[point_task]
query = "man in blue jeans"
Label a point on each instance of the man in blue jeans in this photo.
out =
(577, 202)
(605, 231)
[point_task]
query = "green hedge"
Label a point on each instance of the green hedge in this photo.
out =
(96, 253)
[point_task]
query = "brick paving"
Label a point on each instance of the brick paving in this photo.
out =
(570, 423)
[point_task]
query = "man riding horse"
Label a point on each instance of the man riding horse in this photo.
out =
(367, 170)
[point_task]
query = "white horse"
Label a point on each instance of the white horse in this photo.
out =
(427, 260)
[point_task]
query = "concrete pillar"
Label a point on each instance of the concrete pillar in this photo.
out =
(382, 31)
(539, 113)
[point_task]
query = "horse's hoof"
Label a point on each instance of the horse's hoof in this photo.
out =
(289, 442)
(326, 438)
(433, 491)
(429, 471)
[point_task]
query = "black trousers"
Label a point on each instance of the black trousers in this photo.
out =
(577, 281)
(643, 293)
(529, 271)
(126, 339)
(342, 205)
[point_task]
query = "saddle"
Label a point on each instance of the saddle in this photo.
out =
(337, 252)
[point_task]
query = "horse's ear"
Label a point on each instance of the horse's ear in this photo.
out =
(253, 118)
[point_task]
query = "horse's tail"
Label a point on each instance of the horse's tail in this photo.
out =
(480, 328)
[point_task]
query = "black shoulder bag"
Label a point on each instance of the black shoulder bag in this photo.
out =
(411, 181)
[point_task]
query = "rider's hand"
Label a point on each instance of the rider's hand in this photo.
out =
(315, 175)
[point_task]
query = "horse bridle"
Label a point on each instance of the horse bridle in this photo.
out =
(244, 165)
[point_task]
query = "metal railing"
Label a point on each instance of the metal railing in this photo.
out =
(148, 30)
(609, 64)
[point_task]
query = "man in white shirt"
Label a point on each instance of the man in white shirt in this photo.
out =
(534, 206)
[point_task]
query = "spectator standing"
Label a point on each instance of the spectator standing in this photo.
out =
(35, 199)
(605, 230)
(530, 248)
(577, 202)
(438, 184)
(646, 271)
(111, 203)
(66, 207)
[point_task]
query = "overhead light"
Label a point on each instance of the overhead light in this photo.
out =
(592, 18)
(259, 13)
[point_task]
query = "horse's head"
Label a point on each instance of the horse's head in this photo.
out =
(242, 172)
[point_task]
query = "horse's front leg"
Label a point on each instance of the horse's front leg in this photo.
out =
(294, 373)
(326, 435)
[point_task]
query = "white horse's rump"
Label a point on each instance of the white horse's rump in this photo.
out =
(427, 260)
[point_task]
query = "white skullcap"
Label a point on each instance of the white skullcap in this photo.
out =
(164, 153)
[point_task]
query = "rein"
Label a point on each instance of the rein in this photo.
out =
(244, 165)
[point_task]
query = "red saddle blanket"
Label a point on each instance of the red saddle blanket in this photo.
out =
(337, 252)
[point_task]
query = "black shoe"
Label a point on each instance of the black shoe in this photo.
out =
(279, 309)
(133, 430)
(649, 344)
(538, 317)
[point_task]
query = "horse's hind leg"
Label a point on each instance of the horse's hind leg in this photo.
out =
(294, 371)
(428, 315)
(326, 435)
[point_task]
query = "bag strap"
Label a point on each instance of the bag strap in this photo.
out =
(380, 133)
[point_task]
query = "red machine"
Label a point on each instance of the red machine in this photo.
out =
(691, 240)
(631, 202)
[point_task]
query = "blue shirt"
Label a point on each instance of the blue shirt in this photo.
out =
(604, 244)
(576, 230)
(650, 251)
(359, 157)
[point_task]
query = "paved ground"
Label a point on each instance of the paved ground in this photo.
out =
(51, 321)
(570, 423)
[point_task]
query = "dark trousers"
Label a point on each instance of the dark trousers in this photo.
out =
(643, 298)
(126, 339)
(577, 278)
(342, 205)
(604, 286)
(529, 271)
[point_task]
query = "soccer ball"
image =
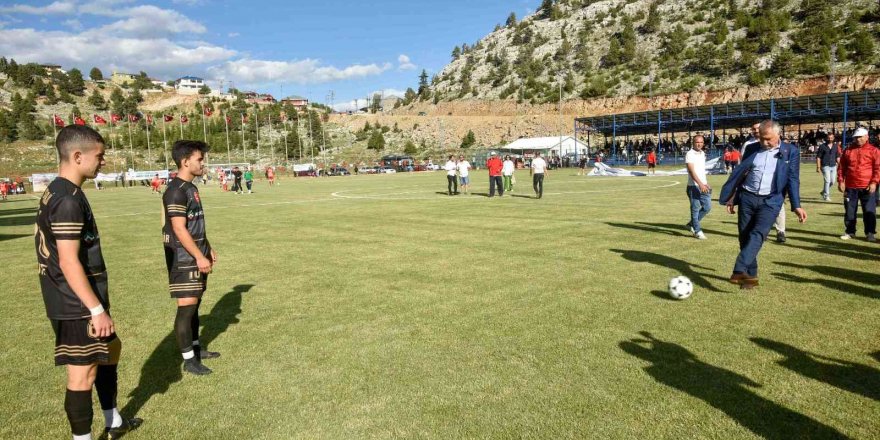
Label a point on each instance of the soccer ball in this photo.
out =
(681, 287)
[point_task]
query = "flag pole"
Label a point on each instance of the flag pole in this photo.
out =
(164, 143)
(228, 151)
(243, 151)
(149, 149)
(130, 143)
(54, 137)
(257, 125)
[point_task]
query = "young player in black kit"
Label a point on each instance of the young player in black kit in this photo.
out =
(188, 254)
(73, 279)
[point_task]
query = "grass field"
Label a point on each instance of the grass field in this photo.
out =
(377, 307)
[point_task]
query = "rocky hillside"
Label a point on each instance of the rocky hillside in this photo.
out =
(615, 48)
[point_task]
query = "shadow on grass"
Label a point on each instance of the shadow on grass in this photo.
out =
(162, 368)
(831, 284)
(4, 237)
(848, 376)
(676, 367)
(18, 211)
(662, 295)
(680, 266)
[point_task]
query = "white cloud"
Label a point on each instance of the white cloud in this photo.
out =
(308, 71)
(404, 63)
(73, 24)
(59, 7)
(159, 57)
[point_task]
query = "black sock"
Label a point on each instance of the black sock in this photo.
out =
(195, 322)
(105, 384)
(183, 327)
(78, 406)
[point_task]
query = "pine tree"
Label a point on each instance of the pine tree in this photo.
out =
(376, 141)
(95, 74)
(511, 20)
(97, 101)
(75, 83)
(424, 88)
(468, 140)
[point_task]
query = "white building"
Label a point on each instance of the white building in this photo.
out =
(188, 85)
(546, 145)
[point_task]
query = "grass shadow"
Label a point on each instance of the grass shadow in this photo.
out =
(729, 392)
(162, 368)
(849, 376)
(680, 266)
(831, 284)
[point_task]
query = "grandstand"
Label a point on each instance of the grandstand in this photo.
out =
(846, 109)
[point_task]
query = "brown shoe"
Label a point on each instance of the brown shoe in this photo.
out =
(749, 284)
(740, 278)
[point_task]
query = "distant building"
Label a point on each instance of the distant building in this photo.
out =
(298, 102)
(120, 78)
(188, 85)
(50, 68)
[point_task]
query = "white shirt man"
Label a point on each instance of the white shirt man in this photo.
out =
(699, 192)
(464, 174)
(451, 181)
(538, 168)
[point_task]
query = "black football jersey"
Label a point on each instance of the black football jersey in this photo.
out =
(65, 214)
(181, 199)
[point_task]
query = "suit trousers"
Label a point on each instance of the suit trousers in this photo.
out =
(851, 199)
(755, 219)
(495, 181)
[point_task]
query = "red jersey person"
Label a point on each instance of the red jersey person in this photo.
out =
(652, 161)
(494, 164)
(155, 184)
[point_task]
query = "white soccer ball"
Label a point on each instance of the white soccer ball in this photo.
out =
(681, 287)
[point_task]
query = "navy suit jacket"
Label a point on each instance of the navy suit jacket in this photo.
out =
(788, 180)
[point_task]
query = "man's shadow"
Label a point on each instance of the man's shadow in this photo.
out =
(678, 368)
(849, 376)
(680, 266)
(162, 368)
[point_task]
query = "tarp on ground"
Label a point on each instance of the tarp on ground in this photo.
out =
(713, 166)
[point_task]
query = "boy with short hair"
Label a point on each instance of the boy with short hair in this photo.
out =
(188, 254)
(73, 280)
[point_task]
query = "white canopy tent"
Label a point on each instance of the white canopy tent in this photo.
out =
(546, 145)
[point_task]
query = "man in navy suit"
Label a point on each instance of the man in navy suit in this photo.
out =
(770, 169)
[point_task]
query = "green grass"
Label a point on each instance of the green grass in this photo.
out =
(388, 310)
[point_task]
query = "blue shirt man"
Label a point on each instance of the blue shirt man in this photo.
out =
(770, 170)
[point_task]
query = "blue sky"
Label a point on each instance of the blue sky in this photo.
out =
(307, 47)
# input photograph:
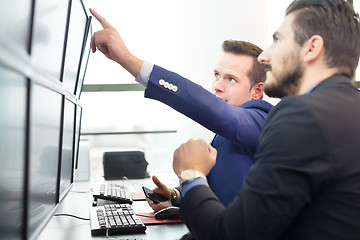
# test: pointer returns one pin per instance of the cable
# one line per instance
(70, 215)
(144, 215)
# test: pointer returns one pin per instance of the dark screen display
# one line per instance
(45, 119)
(75, 39)
(67, 156)
(49, 29)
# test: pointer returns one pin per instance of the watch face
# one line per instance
(190, 175)
(186, 175)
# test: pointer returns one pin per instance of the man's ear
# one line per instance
(257, 91)
(313, 48)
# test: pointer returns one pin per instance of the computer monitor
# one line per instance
(44, 141)
(66, 169)
(77, 136)
(85, 58)
(48, 37)
(78, 24)
(13, 128)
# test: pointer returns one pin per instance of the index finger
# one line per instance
(102, 20)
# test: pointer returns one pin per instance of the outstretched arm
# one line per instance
(110, 43)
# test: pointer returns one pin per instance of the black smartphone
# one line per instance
(155, 197)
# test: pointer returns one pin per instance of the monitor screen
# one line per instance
(15, 19)
(77, 29)
(13, 108)
(77, 135)
(50, 18)
(44, 139)
(67, 155)
(85, 58)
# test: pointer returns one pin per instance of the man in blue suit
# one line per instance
(235, 111)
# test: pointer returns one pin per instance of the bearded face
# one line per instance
(284, 80)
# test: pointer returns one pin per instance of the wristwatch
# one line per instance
(189, 175)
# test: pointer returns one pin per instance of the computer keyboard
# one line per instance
(112, 191)
(115, 219)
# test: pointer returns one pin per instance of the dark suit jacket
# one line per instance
(237, 128)
(305, 182)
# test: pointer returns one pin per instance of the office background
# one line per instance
(183, 36)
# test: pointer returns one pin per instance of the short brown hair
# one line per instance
(257, 73)
(337, 23)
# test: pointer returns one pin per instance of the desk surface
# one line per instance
(79, 200)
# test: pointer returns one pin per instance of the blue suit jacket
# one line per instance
(237, 128)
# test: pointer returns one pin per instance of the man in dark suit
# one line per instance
(234, 111)
(305, 182)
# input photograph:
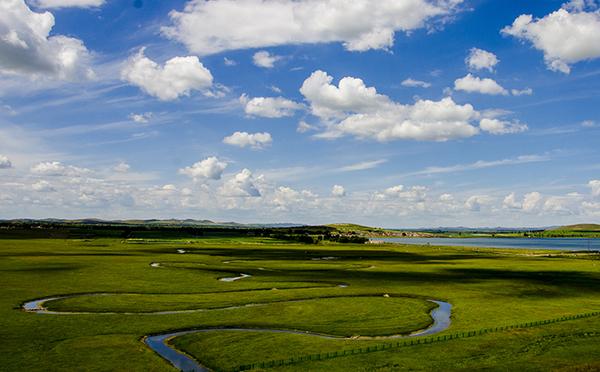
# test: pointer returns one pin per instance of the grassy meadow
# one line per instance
(332, 289)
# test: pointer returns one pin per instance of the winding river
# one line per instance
(160, 342)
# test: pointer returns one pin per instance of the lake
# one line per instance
(566, 244)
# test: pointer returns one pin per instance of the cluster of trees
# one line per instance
(66, 230)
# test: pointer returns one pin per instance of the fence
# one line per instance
(406, 343)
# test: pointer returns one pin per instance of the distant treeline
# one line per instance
(61, 230)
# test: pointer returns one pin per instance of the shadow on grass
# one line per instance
(45, 269)
(310, 253)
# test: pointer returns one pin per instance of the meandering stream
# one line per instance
(160, 342)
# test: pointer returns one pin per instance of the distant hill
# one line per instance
(147, 222)
(579, 227)
(348, 227)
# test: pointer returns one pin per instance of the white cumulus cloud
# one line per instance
(210, 168)
(141, 118)
(265, 59)
(178, 77)
(245, 139)
(68, 3)
(479, 59)
(352, 108)
(410, 82)
(42, 186)
(269, 107)
(497, 126)
(56, 168)
(338, 191)
(5, 162)
(122, 167)
(208, 27)
(474, 84)
(565, 36)
(240, 185)
(521, 92)
(27, 49)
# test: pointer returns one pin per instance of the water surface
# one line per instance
(565, 244)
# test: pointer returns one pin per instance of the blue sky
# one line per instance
(413, 113)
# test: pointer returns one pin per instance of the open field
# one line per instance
(120, 287)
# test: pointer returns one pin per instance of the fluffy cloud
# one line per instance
(595, 187)
(479, 59)
(229, 62)
(521, 92)
(208, 27)
(240, 185)
(352, 108)
(265, 59)
(363, 165)
(178, 77)
(269, 107)
(26, 47)
(531, 202)
(122, 167)
(253, 140)
(566, 36)
(67, 3)
(474, 84)
(5, 162)
(338, 191)
(141, 118)
(497, 126)
(510, 202)
(210, 168)
(42, 186)
(415, 83)
(285, 198)
(56, 168)
(304, 127)
(476, 202)
(414, 194)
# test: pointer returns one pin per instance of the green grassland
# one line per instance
(333, 289)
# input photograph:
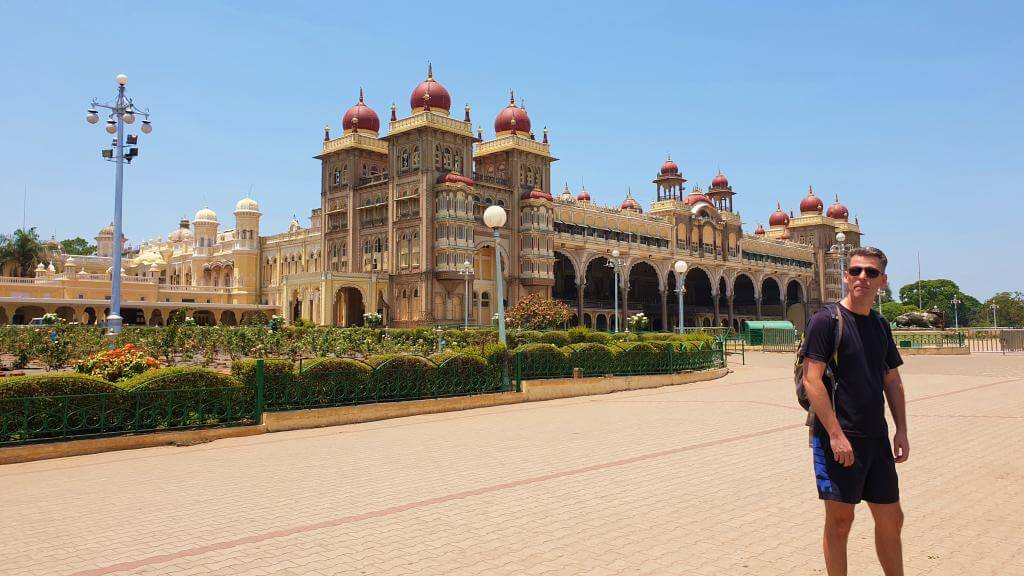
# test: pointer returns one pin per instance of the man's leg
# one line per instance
(888, 525)
(839, 520)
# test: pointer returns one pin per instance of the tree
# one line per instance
(78, 246)
(939, 293)
(537, 313)
(24, 249)
(1010, 313)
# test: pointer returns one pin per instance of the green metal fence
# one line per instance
(60, 417)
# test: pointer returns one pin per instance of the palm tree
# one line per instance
(23, 248)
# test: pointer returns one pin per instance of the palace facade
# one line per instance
(399, 231)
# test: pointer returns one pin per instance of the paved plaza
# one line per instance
(713, 478)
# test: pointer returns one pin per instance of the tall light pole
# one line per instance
(123, 112)
(955, 301)
(681, 266)
(467, 271)
(494, 217)
(841, 248)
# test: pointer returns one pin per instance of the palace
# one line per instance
(399, 231)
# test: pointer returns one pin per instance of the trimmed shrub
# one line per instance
(556, 337)
(592, 359)
(328, 381)
(640, 358)
(459, 374)
(542, 361)
(400, 377)
(64, 383)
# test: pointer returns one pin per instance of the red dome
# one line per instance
(839, 211)
(778, 217)
(454, 178)
(670, 167)
(537, 194)
(430, 94)
(693, 198)
(360, 117)
(811, 204)
(512, 118)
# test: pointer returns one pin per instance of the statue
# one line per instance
(921, 320)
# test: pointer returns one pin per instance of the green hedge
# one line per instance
(542, 361)
(592, 359)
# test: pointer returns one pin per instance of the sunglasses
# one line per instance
(871, 273)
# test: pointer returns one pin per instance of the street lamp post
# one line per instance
(681, 266)
(614, 262)
(123, 112)
(495, 217)
(467, 271)
(955, 301)
(841, 248)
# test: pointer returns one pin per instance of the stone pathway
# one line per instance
(712, 478)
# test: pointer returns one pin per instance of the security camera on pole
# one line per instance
(123, 112)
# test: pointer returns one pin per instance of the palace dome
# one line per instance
(360, 117)
(778, 217)
(630, 203)
(430, 94)
(720, 180)
(247, 205)
(206, 215)
(811, 204)
(839, 211)
(512, 118)
(669, 167)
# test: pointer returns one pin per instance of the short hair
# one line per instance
(870, 252)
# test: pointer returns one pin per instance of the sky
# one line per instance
(910, 112)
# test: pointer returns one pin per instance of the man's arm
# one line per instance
(821, 406)
(897, 405)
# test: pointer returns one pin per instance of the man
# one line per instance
(853, 460)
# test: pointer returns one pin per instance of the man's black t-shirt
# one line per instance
(866, 352)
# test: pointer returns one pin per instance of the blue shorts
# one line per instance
(871, 478)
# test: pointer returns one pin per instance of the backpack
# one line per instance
(828, 377)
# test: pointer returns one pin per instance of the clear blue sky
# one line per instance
(910, 112)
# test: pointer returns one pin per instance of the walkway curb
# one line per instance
(534, 391)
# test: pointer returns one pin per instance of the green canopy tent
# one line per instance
(769, 332)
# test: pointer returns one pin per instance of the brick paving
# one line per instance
(713, 478)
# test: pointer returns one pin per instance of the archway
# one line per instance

**Exercise**:
From the entries above, copy exactly the lines starting at the one with "# test: pointer returns one pin per instance of the fluffy" and stopping at the one with "# test: pointer returns one pin per instance of the stone", keeping both ends. Drop the pictures.

**Answer**:
# test: pointer returns one pin per instance of the fluffy cloud
# one line per instance
(595, 187)
(479, 59)
(229, 62)
(521, 92)
(208, 27)
(240, 185)
(352, 108)
(265, 59)
(363, 165)
(178, 77)
(269, 107)
(26, 47)
(531, 202)
(122, 167)
(253, 140)
(566, 36)
(67, 3)
(474, 84)
(5, 162)
(338, 191)
(141, 118)
(497, 126)
(510, 202)
(210, 168)
(42, 186)
(415, 83)
(285, 198)
(56, 168)
(304, 127)
(476, 202)
(414, 194)
# test: pointer returns one pin per instance of the green grassland
# one line per instance
(333, 289)
# input photograph:
# test: pointer returns one pin per instance of the man's leg
# one line per instance
(888, 525)
(839, 520)
# test: pointer returns one pin per instance of the tree
# one line per instance
(78, 246)
(939, 293)
(537, 313)
(24, 249)
(1010, 313)
# test: pointer returns one pin per instance of the green metal fence
# one line per instance
(60, 417)
# test: pointer returns one pin per instance of the palm tree
# one line per instance
(23, 248)
# test: pointer returns one pin per instance of the palace facade
# one line per instance
(399, 231)
# test: pointer returns one pin per instance of the paved plaza
# one line per instance
(713, 478)
# test: pointer returns one pin per instance of the tall light pole
# one line per instance
(123, 112)
(955, 301)
(681, 266)
(467, 271)
(494, 217)
(841, 248)
# test: pointer returns one pin per instance of the palace
# one line per instance
(399, 231)
# test: pointer returns one pin per instance of the trimmed shrub
# one line per instance
(556, 337)
(592, 359)
(328, 381)
(640, 358)
(459, 374)
(542, 361)
(400, 377)
(64, 383)
# test: pointer returns one pin per instance of the red dome
# one line per instance
(839, 211)
(778, 217)
(454, 178)
(670, 167)
(537, 194)
(430, 94)
(693, 198)
(360, 117)
(811, 204)
(512, 118)
# test: pointer returns one pin per instance of the statue
# one line per instance
(921, 320)
# test: pointer returns one pin per instance of the green hedge
# one line per instance
(542, 361)
(592, 359)
# test: pointer returns one pin per instance of the sunglasses
# one line per instance
(871, 273)
# test: pointer returns one pin per instance of the street lamp post
# one line per instance
(681, 266)
(614, 262)
(123, 112)
(495, 217)
(467, 271)
(955, 301)
(841, 248)
# test: pointer returns one pin per instance of the stone pathway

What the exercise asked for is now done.